**ACTION ITEM**
The records must be duplicated exactly, with every picture left out.

**DATA FOR PROCESSING**

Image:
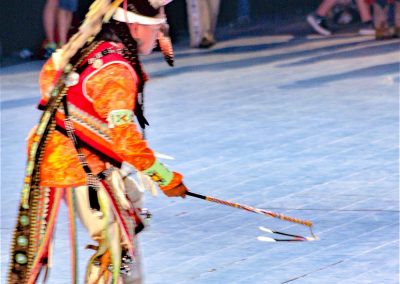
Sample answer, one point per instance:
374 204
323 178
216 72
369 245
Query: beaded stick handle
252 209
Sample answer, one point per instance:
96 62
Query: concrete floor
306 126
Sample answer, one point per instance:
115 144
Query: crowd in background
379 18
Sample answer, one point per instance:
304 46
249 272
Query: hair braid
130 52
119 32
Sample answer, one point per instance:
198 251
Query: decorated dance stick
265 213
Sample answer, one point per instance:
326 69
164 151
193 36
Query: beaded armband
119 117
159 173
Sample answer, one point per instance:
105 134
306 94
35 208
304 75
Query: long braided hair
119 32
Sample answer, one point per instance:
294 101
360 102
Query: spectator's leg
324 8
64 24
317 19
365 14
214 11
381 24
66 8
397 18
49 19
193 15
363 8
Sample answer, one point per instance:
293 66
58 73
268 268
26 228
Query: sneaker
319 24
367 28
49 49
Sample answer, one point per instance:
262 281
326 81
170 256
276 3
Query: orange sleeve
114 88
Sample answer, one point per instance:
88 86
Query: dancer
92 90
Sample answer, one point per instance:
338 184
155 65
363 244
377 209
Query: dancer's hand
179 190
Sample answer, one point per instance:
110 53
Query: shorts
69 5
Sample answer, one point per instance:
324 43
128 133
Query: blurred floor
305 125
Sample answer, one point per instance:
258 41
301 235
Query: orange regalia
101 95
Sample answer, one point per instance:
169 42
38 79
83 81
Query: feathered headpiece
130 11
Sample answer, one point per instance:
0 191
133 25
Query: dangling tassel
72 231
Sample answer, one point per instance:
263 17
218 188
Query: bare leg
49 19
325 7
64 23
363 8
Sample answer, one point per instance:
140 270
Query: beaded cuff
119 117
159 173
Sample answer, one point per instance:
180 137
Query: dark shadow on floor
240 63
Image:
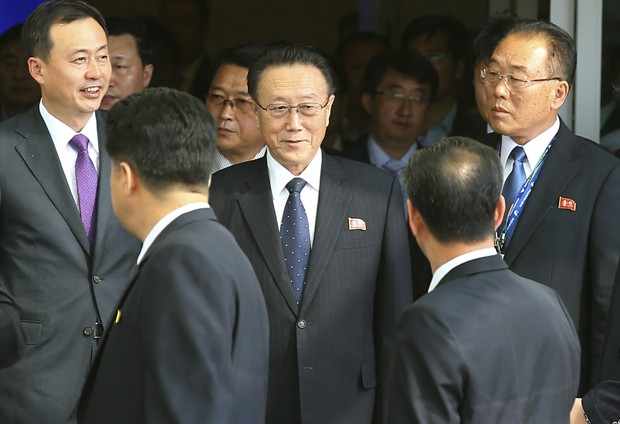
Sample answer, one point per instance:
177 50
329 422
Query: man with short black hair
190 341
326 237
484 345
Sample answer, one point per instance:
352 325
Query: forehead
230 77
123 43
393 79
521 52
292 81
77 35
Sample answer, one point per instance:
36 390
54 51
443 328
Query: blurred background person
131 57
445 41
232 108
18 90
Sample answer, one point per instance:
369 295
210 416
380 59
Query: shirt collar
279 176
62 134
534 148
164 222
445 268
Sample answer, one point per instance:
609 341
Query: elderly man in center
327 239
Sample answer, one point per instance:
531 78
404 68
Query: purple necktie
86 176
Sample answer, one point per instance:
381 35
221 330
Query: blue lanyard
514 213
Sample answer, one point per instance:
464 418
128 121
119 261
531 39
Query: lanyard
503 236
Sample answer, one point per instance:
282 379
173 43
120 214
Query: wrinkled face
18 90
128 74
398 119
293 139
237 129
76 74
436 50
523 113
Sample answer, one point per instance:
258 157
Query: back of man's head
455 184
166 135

**REPLY**
Image:
Sample answer, one point per instance:
374 204
323 178
216 72
369 245
Query: beaded stick handle
252 209
Sample answer, one point per instance:
96 62
Query: concrete floor
306 126
Sample answer, one point per instance:
115 144
Query: crowd in background
379 18
Sample answer, one point per instance:
304 46
249 272
Query: hair braid
130 52
119 32
Sample answer, one point per instance:
198 251
Query: decorated dance stick
265 213
Sample answer, one point per instance:
326 69
164 151
193 36
Query: beaded armband
119 117
159 173
Sample answer, one point per instance:
105 134
306 94
35 208
304 75
Query: long braided hair
119 32
Sample answer, one point per instance:
294 101
360 102
Query: spectator's leg
324 8
64 24
317 19
365 14
214 11
381 24
66 8
397 18
49 19
193 15
363 8
Sample answer, one point per instance:
293 66
58 73
268 268
26 228
Query: sneaker
319 24
367 28
49 49
Sample answer, one point per instance:
262 281
326 81
170 256
276 3
Query: orange sleeve
114 88
Sample answer, one point per instance:
88 86
Query: dancer
92 90
Sample answer, one point per instance:
338 184
155 65
363 244
377 209
Query: dancer's hand
179 190
Sample answer, one point per instance:
110 53
Query: shorts
69 5
Sample answer, one point per instance:
324 43
128 133
Query: blurred floor
305 125
Sample answer, one point per instance:
258 41
301 235
Query: orange regalia
101 95
Sample answer, one point per instance:
169 42
38 79
83 81
Query: feathered headpiece
130 11
Sample answer, one point per instance:
0 191
133 25
Query: dangling tassel
72 231
Sample answer, one point per instance:
263 17
218 188
Query: bare leg
49 19
325 7
64 23
363 8
Sample answer, one point per instance:
140 270
Query: beaded cuff
119 117
159 173
Sample answer, one point per instance:
180 137
Query: dark shadow on floor
240 63
Image:
Sample answer, one point per instance:
177 50
329 422
Query: man with short black hair
190 341
326 237
484 345
Sample answer, one point per instance:
352 325
Query: forehead
230 77
123 43
393 79
521 52
292 81
77 35
Sample answer, one point per instance:
36 390
54 51
443 328
Query: blurred background person
131 57
445 41
232 108
18 90
Sample answer, one point per instance:
369 295
210 416
380 59
Query: shirt collar
279 176
62 134
534 148
164 222
445 268
Sample answer, one point per instance:
609 341
Query: elderly man in center
327 239
Sample answer, one point per instance:
531 78
404 68
Query: purple necktie
86 176
Sample answer, one point per instance:
381 35
221 330
Query: blue lanyard
514 213
Sample answer, one point per instance:
464 418
128 121
119 261
531 39
Query: lanyard
503 236
Sample answer, one point per instance:
282 379
173 43
120 214
Query: wrinkled face
18 90
128 74
398 119
293 139
237 129
76 74
436 50
523 113
Sample answer, one point per instance:
258 157
Query: back of man's head
455 184
166 135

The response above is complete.